## [Text excerpt]
Chlamydastis funicularis

Scientific classification
- Kingdom: Animalia
- Phylum: Arthropoda
- Clade: Pancrustacea
- Class: Insecta
- Order: Lepidoptera
- Family: Depressariidae
- Genus: Chlamydastis
- Species: C. funicularis
- Binomial name: Chlamydastis funicularis (Meyrick, 1926)
- Synonyms: Ptilogenes funicularis Meyrick, 1926;

= Chlamydastis funicularis =

- Authority: (Meyrick, 1926)
- Synonyms: Ptilogenes funicularis Meyrick, 1926

Species of moth

Chlamydastis funicularis is a moth of the family Depressariidae. It is found in French Guiana.

The wingspan is about 23 mm. The forewings are light brownish, sprinkled violet-fuscous and dark fuscous, especially on the edges of the veins. The costal edge is white with about ten small elongate dark fuscous spots or marks and there is some irregular dark streaking in the cell, and an indistinct irregular dentate rather oblique dark fuscous line at about one-third, as well as a terminal series of dark fuscous marks preceded by whitish suffusion between the veins. The hindwings are rather dark grey, the apical edge whitish.

## [Data extract]

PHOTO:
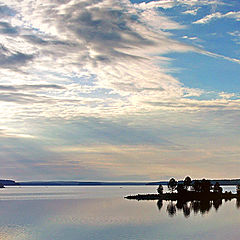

## [Activity 1]
In the moth text, where is Chlamydastis funicularis found?
## [Activity 2]
Sum up the moth text in two sentences.
The material is not needed here.

## [Problem solution 1]
French Guiana.

## [Problem solution 2]
Chlamydastis funicularis is a moth of the family Depressariidae found in French Guiana, with a wingspan of about 23 mm. Its forewings are light brownish, sprinkled violet-fuscous and dark fuscous, with a white costal edge, and its hindwings are rather dark grey with a whitish apical edge.